## EXERCISE DESCRIPTION
Every line below is to be set down again exactly; any image stays out.

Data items

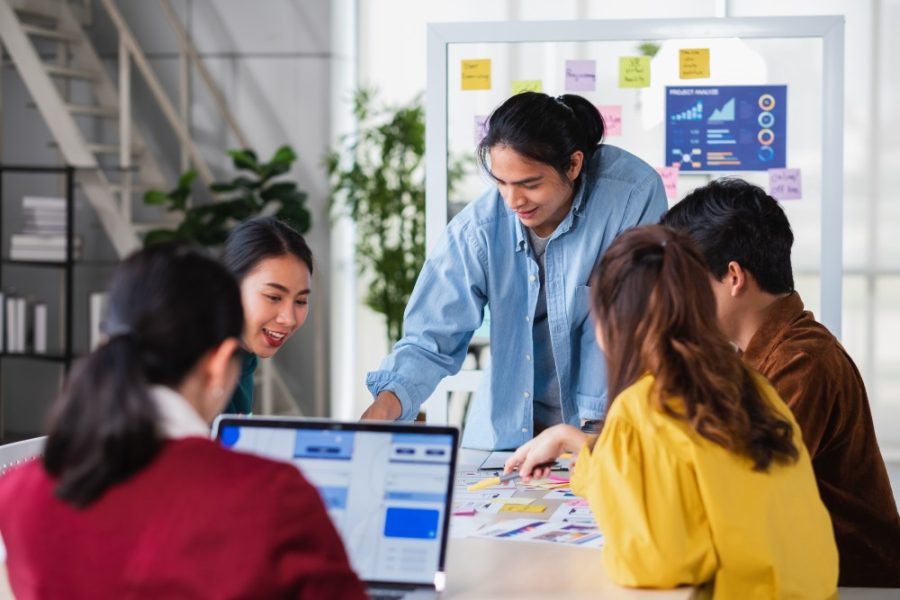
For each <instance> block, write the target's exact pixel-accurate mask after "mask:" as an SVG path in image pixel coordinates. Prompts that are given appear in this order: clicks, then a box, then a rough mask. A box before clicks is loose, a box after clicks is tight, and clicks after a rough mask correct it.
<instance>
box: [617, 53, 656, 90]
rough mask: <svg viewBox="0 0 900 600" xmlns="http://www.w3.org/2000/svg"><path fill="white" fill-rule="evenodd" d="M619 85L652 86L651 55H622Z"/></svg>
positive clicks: (620, 56)
mask: <svg viewBox="0 0 900 600" xmlns="http://www.w3.org/2000/svg"><path fill="white" fill-rule="evenodd" d="M619 87H650V57H649V56H620V57H619Z"/></svg>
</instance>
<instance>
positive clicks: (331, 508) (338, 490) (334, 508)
mask: <svg viewBox="0 0 900 600" xmlns="http://www.w3.org/2000/svg"><path fill="white" fill-rule="evenodd" d="M319 495H320V496H322V502H323V503H324V504H325V508H327V509H328V510H331V509H343V508H347V488H341V487H320V488H319Z"/></svg>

## OUTPUT BELOW
For each <instance> block, write the target's exact pixel-accurate mask after "mask:" as an SVG path in image pixel coordinates. Prompts that are given appear in this order: clicks, then a box, then a rough mask. A box before clicks is loose, a box after clicks is tight, and clicks after a rough mask correct it.
<instance>
box: [617, 53, 656, 90]
rough mask: <svg viewBox="0 0 900 600" xmlns="http://www.w3.org/2000/svg"><path fill="white" fill-rule="evenodd" d="M619 85L652 86L651 55H622Z"/></svg>
positive clicks: (620, 56)
mask: <svg viewBox="0 0 900 600" xmlns="http://www.w3.org/2000/svg"><path fill="white" fill-rule="evenodd" d="M619 87H650V57H649V56H620V57H619Z"/></svg>
</instance>
<instance>
positive clicks: (331, 508) (338, 490) (334, 508)
mask: <svg viewBox="0 0 900 600" xmlns="http://www.w3.org/2000/svg"><path fill="white" fill-rule="evenodd" d="M319 495H320V496H322V502H323V503H324V504H325V508H327V509H328V510H331V509H343V508H347V488H341V487H320V488H319Z"/></svg>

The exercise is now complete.